*** Selected excerpt ***

Helpful Protocols & Reference Materials

This page includes a list of DIY protocols used by SoundBio Lab. Some of these items were used in our workshops, others are used regularly by staff and members. 

Media Recipes

LB - Standard for most bacteria

  • 10g Peptone
  • 10g NaCl (or regular table salt)
  • 5g yeast extract
  • 15g agar (optional)

1 L distilled water

YPD - Great choice for growing yeast

  • 20 grams dextrose
  • 10 grams peptone
  • 5 grams yeast extract

 Adjust to pH 5 w/ dilute HCl

For TUBES -  dispense 10ml into each of about 100 16x150mm tubes, cap, & autoclave. Allow to cool, and add 40ul 25mg/ml ampicillin to each tube.

For PLATES - add 15g agar per liter, mix, and autoclave. Cool to 50C, then add 0.1 gram ampicillin powder, mix and pour into plates.


Antibiotic Stock Solutions


100 mg/mL in H2O

To make 50 mL, add:

  • Quantity - 5g
  • Chemical- Ampicillin sodium salt (FW = 371.39 g/mol)
  • q.s. to 50 mL with water
  1. Filter sterilize, and aliquot 1 mL into sterile microcentrifuge tubes and store at -20°C.
  2. Use ampicillin at a minimum of 50 μg/mL in E. coli cultures. We often use ampicillin at 100 μg/mL. 150 μg/mL is the maximum that E. coli can generally handle.
  3. The presence of ampicillin in media is indicated by a single black line.
  4. Ampicillin is abbreviated as "AMP".

*** Information ***

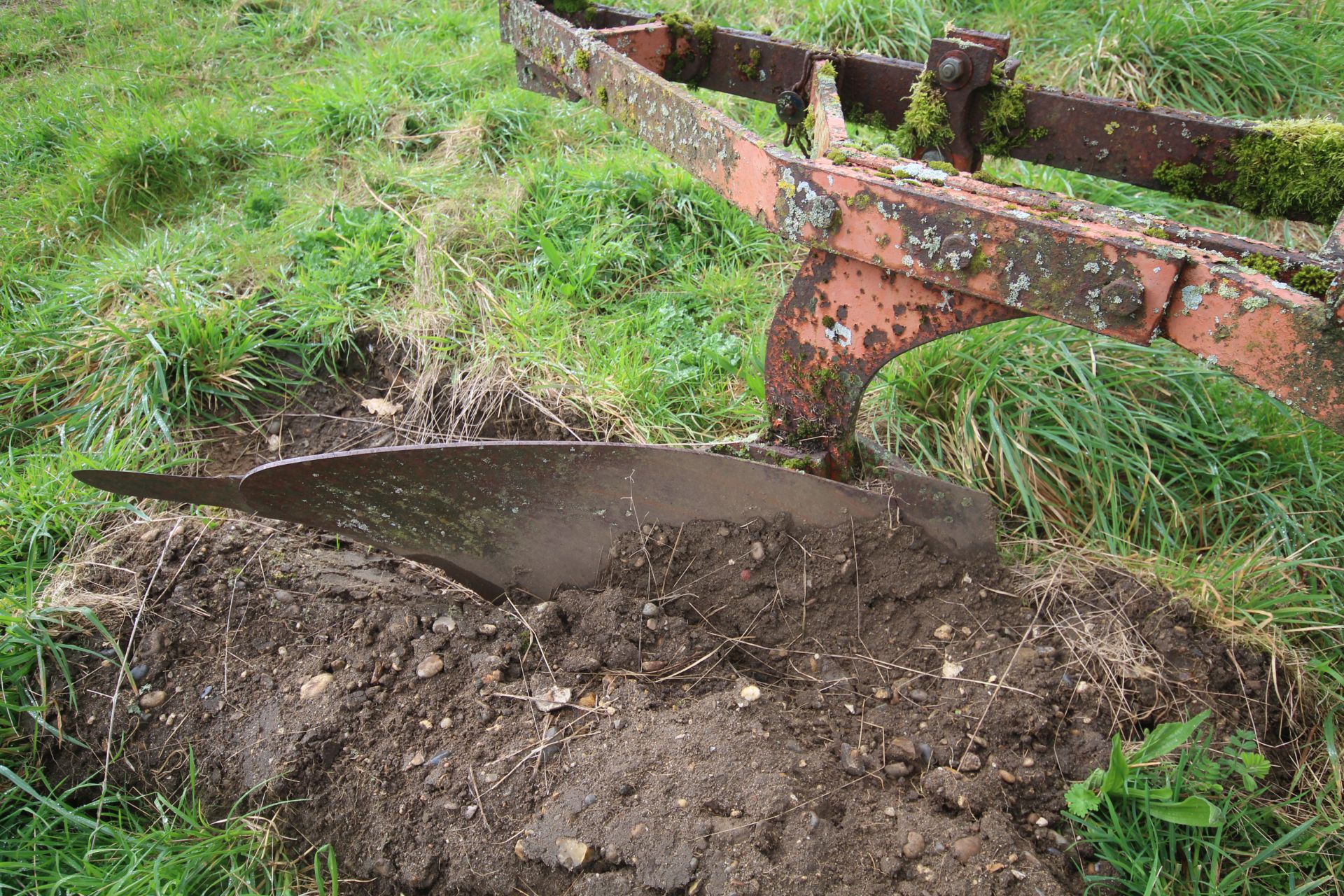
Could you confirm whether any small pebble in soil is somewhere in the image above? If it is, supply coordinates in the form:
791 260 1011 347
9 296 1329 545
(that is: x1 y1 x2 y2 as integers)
415 653 444 678
840 743 865 778
298 672 336 700
532 685 574 712
951 834 980 865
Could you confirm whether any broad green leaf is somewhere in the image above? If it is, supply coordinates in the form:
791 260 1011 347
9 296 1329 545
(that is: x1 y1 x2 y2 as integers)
1065 780 1100 818
1100 735 1129 794
1130 709 1208 764
1148 797 1223 827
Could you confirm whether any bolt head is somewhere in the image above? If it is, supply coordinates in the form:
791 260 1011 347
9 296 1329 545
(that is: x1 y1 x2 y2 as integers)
774 90 808 125
938 55 966 85
1100 276 1144 317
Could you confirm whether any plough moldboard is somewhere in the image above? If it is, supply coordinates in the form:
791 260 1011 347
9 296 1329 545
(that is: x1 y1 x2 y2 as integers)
79 0 1344 596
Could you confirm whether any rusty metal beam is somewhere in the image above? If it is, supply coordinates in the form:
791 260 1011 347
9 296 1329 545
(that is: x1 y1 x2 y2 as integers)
532 6 1254 204
501 0 1344 446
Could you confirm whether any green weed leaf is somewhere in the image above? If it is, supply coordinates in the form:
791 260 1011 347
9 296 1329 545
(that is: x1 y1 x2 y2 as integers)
1130 709 1208 764
1100 735 1129 795
1148 797 1223 827
1065 780 1100 818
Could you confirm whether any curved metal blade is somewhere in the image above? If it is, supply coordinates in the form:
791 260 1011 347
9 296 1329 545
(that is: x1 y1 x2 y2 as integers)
80 442 993 598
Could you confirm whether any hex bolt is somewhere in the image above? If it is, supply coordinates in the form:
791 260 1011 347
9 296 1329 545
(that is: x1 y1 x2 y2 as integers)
938 54 966 88
939 234 976 270
774 90 808 125
1100 276 1144 317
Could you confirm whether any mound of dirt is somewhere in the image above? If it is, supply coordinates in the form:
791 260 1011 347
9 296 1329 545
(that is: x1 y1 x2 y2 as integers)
52 519 1280 896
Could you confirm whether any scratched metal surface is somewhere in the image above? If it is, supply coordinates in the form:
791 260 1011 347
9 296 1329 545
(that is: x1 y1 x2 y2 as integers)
78 442 993 598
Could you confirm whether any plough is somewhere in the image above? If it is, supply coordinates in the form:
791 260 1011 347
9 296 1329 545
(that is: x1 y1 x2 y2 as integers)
78 0 1344 598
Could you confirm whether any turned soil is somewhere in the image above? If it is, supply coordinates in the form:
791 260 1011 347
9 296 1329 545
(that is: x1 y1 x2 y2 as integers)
52 502 1282 895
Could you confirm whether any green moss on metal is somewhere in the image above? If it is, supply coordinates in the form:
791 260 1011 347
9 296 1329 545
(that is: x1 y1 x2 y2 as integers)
980 80 1050 156
663 12 714 57
972 171 1016 187
1287 265 1335 298
738 50 761 80
1153 118 1344 224
966 246 989 276
892 71 954 158
1242 253 1284 279
1153 160 1210 199
1228 118 1344 224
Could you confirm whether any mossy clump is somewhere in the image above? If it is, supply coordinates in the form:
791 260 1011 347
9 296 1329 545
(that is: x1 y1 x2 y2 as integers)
970 171 1017 187
892 71 955 158
1153 160 1211 199
1228 118 1344 224
663 12 714 57
1153 118 1344 224
1242 253 1284 279
980 80 1050 156
1287 265 1335 298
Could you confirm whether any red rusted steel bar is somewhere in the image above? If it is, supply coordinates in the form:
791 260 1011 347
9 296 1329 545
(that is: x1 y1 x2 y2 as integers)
501 0 1344 475
526 4 1279 200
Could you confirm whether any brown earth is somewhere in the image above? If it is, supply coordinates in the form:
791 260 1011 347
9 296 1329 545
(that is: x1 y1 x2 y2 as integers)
52 502 1282 896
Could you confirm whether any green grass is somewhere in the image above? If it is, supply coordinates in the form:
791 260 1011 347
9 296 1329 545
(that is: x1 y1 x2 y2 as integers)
0 0 1344 893
1065 712 1340 896
0 766 337 896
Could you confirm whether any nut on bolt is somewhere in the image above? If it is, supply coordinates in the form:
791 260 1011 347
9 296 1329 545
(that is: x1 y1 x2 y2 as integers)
1100 276 1144 317
934 50 972 90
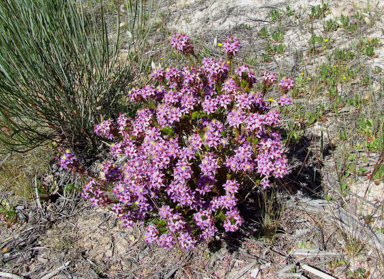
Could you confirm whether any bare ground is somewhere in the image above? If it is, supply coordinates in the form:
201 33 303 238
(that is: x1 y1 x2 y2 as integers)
0 0 384 279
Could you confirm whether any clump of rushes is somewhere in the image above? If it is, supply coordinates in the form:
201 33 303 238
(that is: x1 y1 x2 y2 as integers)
62 34 294 253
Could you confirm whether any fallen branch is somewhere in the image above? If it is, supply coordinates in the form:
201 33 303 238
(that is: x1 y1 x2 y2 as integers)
0 272 25 279
301 264 337 279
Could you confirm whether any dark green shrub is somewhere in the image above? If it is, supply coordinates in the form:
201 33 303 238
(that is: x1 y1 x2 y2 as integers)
0 0 156 152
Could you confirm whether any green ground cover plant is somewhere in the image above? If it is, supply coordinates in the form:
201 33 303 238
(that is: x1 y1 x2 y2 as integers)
60 33 294 250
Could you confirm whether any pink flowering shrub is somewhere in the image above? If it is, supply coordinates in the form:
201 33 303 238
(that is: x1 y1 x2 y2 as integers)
61 34 293 253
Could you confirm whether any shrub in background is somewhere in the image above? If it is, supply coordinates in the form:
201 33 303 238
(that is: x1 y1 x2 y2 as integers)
0 0 156 151
60 34 294 250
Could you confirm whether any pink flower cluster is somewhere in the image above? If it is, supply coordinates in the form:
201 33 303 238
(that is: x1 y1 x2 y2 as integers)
63 34 294 250
59 150 78 169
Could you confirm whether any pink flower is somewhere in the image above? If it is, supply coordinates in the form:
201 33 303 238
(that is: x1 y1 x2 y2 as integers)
223 37 241 59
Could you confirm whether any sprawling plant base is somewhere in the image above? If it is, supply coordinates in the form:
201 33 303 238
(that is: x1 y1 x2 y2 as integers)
60 34 294 250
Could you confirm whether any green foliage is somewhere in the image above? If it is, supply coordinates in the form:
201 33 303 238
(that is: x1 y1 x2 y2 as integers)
271 9 282 21
285 5 295 16
272 27 284 42
309 4 329 19
324 19 339 32
0 0 156 152
0 200 17 224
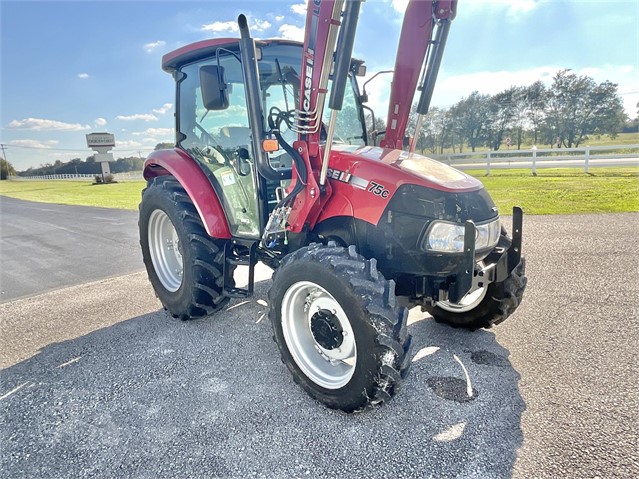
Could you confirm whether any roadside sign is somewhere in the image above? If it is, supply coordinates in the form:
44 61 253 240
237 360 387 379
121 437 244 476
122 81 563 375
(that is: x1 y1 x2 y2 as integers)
87 133 115 148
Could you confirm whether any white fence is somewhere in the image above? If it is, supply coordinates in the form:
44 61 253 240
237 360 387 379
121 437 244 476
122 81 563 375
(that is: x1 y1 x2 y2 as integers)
430 145 639 175
9 171 144 181
9 144 639 181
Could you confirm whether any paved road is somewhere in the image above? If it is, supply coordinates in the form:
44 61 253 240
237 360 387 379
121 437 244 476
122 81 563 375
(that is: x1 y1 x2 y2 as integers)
0 214 639 478
0 196 144 302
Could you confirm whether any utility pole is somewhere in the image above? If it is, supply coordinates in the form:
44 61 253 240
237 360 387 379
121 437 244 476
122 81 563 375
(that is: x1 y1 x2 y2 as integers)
0 143 9 180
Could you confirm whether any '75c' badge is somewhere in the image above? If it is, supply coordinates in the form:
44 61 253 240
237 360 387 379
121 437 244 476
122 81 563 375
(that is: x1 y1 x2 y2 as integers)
367 181 390 199
327 168 390 199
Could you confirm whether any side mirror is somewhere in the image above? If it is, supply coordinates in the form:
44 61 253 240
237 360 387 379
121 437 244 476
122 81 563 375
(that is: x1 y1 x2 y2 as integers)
200 65 229 110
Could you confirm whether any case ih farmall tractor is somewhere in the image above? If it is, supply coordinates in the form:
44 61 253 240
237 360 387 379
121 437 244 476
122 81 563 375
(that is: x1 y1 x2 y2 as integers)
139 0 526 411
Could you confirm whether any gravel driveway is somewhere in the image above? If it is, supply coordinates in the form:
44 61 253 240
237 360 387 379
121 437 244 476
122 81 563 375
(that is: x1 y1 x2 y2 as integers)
0 214 639 478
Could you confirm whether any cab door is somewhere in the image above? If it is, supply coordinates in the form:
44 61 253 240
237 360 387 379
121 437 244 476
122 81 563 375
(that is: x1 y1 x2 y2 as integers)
177 55 260 239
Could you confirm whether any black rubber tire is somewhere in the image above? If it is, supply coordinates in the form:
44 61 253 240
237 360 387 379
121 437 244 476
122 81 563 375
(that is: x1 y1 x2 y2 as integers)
269 242 411 412
424 258 528 331
138 176 229 320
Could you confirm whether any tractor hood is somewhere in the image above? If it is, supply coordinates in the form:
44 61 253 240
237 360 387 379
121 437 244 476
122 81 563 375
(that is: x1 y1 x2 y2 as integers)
333 145 483 192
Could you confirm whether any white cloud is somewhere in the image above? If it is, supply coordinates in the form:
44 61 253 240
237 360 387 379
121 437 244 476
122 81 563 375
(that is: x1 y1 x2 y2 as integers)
463 0 546 18
142 40 166 53
202 20 240 33
8 140 59 148
202 18 271 33
115 113 158 121
291 0 308 15
114 140 142 150
390 0 544 17
391 0 408 13
131 128 173 137
251 20 271 32
153 103 173 115
278 23 304 42
7 118 91 131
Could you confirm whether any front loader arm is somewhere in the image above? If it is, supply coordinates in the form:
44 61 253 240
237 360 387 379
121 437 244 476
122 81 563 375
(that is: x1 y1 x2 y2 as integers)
282 0 362 233
381 0 457 149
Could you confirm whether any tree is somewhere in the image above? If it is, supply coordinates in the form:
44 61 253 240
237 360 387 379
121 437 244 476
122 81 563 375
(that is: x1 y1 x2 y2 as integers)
454 91 490 151
523 80 547 145
488 87 517 151
0 158 16 180
546 70 626 148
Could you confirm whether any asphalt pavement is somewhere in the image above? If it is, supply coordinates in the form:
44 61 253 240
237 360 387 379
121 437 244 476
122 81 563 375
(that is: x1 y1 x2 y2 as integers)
0 204 639 478
0 196 144 302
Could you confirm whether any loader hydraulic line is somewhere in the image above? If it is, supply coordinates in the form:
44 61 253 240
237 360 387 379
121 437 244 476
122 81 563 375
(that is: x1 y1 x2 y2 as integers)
319 0 362 186
381 0 457 149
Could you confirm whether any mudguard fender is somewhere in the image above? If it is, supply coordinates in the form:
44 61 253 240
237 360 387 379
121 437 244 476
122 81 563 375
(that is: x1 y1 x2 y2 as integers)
143 148 231 239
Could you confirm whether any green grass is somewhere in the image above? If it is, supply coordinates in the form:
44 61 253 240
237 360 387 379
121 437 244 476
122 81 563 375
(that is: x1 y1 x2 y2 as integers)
0 181 146 210
420 132 639 156
0 168 639 215
472 168 639 215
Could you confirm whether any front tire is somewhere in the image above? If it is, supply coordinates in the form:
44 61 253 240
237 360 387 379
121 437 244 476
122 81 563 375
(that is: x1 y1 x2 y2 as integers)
138 176 228 319
423 258 527 331
269 243 410 412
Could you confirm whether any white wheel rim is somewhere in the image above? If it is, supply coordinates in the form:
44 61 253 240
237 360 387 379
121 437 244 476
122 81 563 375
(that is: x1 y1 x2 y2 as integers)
148 210 184 293
281 281 357 389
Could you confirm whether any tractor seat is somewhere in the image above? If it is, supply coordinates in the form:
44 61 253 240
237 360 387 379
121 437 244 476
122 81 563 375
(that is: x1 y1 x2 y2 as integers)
220 126 251 148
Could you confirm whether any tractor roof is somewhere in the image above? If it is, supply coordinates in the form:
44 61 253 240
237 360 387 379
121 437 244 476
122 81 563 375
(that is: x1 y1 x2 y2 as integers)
162 38 302 73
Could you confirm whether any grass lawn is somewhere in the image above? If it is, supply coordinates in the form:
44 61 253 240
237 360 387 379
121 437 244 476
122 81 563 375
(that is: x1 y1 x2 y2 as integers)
472 167 639 215
0 179 146 210
0 168 639 215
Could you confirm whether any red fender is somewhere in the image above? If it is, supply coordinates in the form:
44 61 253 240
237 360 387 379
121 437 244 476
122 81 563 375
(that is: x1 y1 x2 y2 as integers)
143 148 231 239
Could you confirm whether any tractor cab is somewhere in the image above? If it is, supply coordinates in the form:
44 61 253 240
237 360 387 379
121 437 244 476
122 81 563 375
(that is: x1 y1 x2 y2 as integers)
164 40 366 239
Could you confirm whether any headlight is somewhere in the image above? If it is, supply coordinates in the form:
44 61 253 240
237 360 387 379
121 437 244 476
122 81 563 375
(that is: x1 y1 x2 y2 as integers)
421 218 501 253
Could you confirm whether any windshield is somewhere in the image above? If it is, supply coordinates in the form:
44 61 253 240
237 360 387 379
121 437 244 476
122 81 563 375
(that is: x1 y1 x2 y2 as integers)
178 42 365 160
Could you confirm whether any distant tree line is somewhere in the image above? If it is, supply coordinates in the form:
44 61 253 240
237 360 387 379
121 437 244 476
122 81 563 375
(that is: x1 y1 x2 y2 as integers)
14 143 173 176
374 70 639 154
18 155 144 176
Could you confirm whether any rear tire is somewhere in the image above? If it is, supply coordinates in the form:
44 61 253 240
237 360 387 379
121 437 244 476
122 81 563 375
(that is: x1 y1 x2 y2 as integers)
269 242 410 412
138 176 229 319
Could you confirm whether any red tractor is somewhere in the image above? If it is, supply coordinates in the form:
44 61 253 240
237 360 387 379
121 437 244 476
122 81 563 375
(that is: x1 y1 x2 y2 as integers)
139 0 526 411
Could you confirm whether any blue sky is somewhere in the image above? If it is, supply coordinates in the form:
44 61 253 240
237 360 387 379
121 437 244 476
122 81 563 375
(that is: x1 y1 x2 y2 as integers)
0 0 639 170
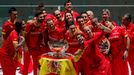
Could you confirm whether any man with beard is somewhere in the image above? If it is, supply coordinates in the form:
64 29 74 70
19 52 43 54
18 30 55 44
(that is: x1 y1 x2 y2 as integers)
24 11 45 75
54 10 66 33
62 0 79 20
0 20 25 75
2 7 18 42
121 13 134 75
100 9 118 26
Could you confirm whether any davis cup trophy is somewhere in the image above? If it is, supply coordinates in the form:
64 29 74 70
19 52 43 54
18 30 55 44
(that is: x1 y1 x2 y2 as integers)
39 41 83 75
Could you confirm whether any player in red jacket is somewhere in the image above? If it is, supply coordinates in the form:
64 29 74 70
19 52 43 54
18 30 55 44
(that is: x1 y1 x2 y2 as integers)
2 7 17 41
54 10 66 33
25 11 45 75
121 13 134 75
82 26 111 75
61 0 79 21
0 21 24 75
105 21 130 75
46 18 64 41
100 9 118 26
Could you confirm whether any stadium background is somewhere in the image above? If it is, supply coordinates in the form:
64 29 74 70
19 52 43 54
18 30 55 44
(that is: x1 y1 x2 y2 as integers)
0 0 134 34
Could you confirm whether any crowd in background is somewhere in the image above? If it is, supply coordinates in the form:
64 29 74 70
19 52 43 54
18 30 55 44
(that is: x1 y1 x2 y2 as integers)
0 0 134 75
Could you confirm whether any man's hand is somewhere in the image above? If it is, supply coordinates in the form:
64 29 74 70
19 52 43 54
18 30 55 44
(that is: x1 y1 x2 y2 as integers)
123 50 128 60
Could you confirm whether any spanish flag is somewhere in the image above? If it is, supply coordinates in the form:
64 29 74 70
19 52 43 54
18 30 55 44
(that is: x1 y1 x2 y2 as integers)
39 57 77 75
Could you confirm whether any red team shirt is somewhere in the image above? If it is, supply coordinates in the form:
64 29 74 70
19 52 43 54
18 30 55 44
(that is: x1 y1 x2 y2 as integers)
26 23 43 50
109 26 128 75
83 32 111 75
122 23 134 75
2 20 15 39
0 30 18 57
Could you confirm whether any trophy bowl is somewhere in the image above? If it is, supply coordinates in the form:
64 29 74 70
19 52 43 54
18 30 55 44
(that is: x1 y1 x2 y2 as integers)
48 40 68 52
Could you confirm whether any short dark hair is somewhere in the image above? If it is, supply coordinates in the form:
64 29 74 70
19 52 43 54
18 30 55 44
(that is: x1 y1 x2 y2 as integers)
76 16 83 21
64 0 72 6
35 10 43 17
124 13 132 22
8 7 17 14
80 12 88 15
15 19 23 33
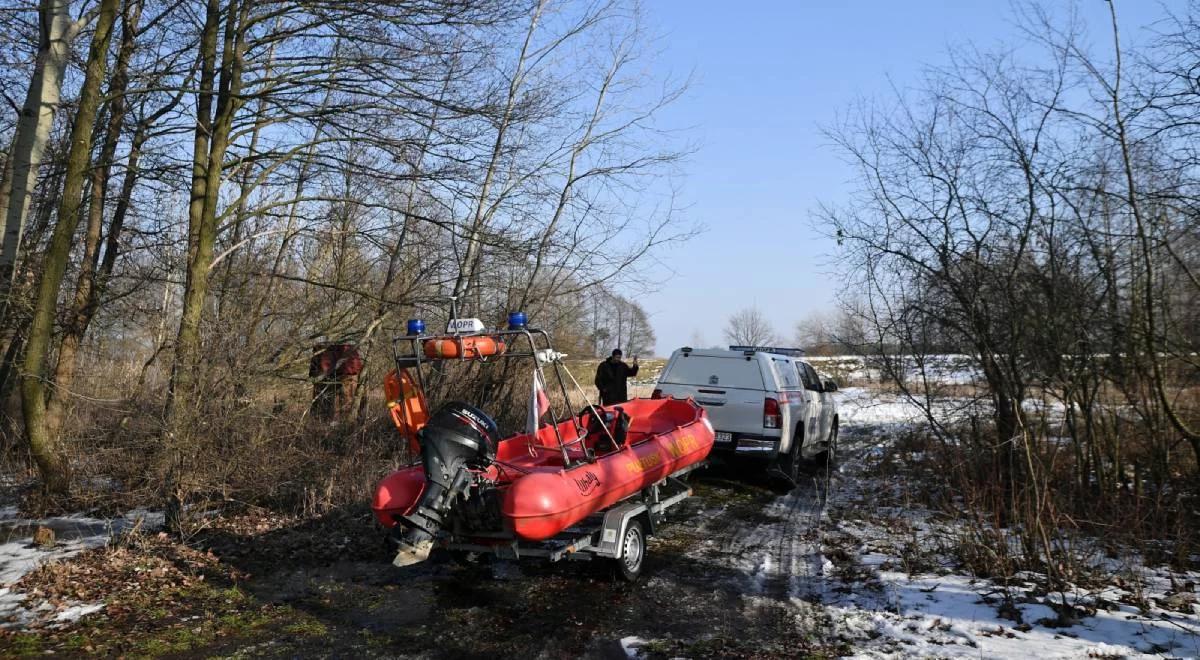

***

- What to work on -
[A] In the SoundBio Lab protocols page, what pH should the YPD medium be adjusted to, and with what?
[B] Resume the SoundBio Lab protocols page from its last line, the one on the abbreviation for ampicillin.
The data has nothing to do with this.

- Exercise results -
[A] pH 5, using dilute HCl.

[B]
50 mg/mL in H2O

To make 50 mL, add:

  • Quantity - 2.5g
  • Chemical - Carbenicillin disodium salt (FW = 422.36 g/mol)
  • q.s. to 50 mL with water
  1. Filter sterilize, and aliquot 1 mL into sterile microcentrifuge tubes and store at -20°C
  2. Carbenicillin is commonly used at 50 μg/mL in E. coli cultures.
  3. The presence of carbenicillin in media is indicated by two black lines.
  4. Carbenicillin is abbreviated as "CARB". 



30 mg/mL in H2O

To make 50 mL, add:

  • Quantity -1.5 g
  • Chemical - Kanamycin sulfate (FW = 582.58 g/mol)
  • q.s. to 50 mL with water
  1. Filter sterilize, and aliquot 1 mL into sterile microcentrifuge tubes and store at -20°C.
  2. Kanamycin is commonly used at 30 μg/mL in E. coli cultures for plasmid selection. For strains carrying kanamycin resistance on the chromosome, such as Origami B(DE3) or Rosetta-gami B(DE3), use this antibiotic at 15 μg/mL in the media.
  3. The presence of kanamycin in media is indicated by a single red line.
  4. Kanamycin is abbreviated as "KAN".



34 mg/mL in ethanol

To make 50 mL, add:

  • Quantity - 1.7 g
  • Chemical - Chloramphenicol (FW = 323.13 g/mol)
  • q.s. to 50 mL with 100% ethanol
  1. Store in a 50 mL conical tube at -20°C.
  2. Chloramphenicol is commonly used at 34 μg/mL in E. coli cultures.
  3. The presence of chloramphenicol in media is indicated by a single green line.
  4. Chloramphenicol is abbreviated as "CHLOR".



5 mg/mL in ethanol

To make 50 mL, add:

  • Quantity - 250 mg
  • Chemical - Tetracycline (FW = 444.43 g/mol)
  • q.s. to 50 mL with ethanol
  1. Store in a 50 mL conical tube at -20°C.
  2. Tetracycline is commonly used at 12.5 μg/mL in E. coli cultures.
  3. The presence of tetracycline in media is indicated by a single blue line.
  4. Tetracycline is abbreviated as "TET".

Alternatively, if you have tetracycline hydrochloride, make a 10 mg/mL stock in H2O

To make 50 mL, add:

  • Quantity - 0.5 g
  • Chemical - Tetracycline-HCl (FW = 480.90 g/mol)
  • q.s. to 50 mL with water
  1. Filter sterilize, and aliquot 1 mL into sterile microcentrifuge tubes and store at -20°C.
  2. Tetracycline-HCl is commonly used at 11.5 μg/mL in E. coli cultures.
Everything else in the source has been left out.